◆ DIRECTIONS ◆
Rewrite the listing below from its first line through the line with "left=63, top=84, right=109, bottom=150", keeping the requests and raising every coordinate in the answers by 3. Leave the pictures out.

◆ RECORDS SUPPLIED ◆
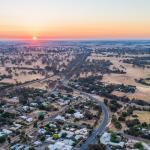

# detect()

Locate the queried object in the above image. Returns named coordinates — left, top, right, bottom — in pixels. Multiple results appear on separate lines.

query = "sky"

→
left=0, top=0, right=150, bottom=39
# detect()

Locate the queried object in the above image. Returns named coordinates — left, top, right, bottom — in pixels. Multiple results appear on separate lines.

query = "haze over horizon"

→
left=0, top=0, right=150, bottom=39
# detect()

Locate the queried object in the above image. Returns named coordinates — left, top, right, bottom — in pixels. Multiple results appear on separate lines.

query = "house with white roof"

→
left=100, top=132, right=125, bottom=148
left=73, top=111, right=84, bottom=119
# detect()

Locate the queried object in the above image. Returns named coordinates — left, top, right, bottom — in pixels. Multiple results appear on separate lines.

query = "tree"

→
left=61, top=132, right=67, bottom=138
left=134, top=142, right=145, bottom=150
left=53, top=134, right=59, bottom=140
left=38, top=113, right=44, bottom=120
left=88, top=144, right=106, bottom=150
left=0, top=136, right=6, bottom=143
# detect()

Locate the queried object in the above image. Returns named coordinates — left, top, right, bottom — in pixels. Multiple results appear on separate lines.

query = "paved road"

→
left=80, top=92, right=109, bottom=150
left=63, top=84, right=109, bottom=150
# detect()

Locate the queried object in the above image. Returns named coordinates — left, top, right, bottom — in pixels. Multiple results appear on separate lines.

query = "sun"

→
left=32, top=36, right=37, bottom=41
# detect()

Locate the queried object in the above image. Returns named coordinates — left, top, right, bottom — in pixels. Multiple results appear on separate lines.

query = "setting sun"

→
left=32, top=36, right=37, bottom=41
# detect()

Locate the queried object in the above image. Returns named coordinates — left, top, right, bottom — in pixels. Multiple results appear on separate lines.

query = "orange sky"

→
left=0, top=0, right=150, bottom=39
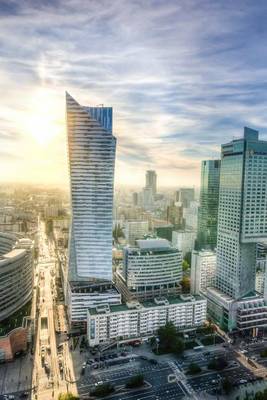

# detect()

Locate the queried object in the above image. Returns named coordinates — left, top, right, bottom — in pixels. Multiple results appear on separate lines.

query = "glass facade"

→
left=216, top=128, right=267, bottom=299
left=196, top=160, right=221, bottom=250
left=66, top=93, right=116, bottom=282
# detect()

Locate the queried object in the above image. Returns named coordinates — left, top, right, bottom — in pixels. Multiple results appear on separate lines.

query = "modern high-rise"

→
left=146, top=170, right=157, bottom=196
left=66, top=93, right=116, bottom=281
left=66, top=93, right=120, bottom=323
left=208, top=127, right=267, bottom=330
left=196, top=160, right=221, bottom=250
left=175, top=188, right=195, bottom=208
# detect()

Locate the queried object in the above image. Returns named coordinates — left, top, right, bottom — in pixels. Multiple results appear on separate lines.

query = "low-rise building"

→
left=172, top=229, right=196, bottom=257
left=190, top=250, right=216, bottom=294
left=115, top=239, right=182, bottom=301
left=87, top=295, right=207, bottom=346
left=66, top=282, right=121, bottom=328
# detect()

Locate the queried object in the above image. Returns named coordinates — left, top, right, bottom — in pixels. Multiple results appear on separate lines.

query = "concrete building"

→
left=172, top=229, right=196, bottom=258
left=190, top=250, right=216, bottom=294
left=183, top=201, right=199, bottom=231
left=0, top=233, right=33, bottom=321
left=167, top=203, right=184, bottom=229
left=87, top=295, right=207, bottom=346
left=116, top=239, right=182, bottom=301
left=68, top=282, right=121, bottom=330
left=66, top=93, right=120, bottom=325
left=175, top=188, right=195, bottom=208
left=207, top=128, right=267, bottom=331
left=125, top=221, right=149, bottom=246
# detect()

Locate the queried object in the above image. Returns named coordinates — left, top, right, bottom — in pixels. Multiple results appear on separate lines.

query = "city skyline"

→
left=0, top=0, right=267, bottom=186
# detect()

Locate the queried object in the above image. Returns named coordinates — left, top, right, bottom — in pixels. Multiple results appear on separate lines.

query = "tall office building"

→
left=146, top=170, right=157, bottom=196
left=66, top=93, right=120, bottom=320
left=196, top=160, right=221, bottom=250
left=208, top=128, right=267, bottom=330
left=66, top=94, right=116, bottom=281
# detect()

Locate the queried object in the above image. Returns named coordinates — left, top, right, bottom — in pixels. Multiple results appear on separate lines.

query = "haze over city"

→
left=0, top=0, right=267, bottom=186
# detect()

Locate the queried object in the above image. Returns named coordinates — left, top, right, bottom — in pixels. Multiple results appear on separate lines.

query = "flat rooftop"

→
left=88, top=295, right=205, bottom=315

◆ TASK ANSWER ◆
# detect()

Locate the queried object in the above image. Returns named coordinates — left, top, right, bottom — in pixels. Multiple results appear on separate lines.

query = "sky"

→
left=3, top=3, right=153, bottom=42
# detect()

Locate the queried object in the above image. Returns named coordinates — left, top, right, bottom — in pixels. Multiple results appear on separate lines.

query = "haze over horizon"

→
left=3, top=3, right=153, bottom=42
# detect()

Locate the queried object in the above image. Returns named coordinates — left, top, right, bottom — in pixels. Multiple results appear on separate lines.

query = "house with white roof"

→
left=103, top=135, right=128, bottom=151
left=76, top=114, right=87, bottom=122
# detect()

Locate the queried object in the above image. Returns named coordinates — left, top, right, bottom — in pixels. Multiple results appear on separate lines.

query = "tree"

→
left=64, top=135, right=70, bottom=141
left=137, top=145, right=148, bottom=153
left=56, top=137, right=62, bottom=143
left=41, top=116, right=47, bottom=123
left=91, top=147, right=109, bottom=153
left=3, top=139, right=9, bottom=146
# detect()

Locate the queried object in the above image. Returns named coordinates — left, top, right, bottom — in pixels. Multiple results appear on separate lines.

query = "paved road"

→
left=83, top=95, right=112, bottom=153
left=66, top=87, right=112, bottom=153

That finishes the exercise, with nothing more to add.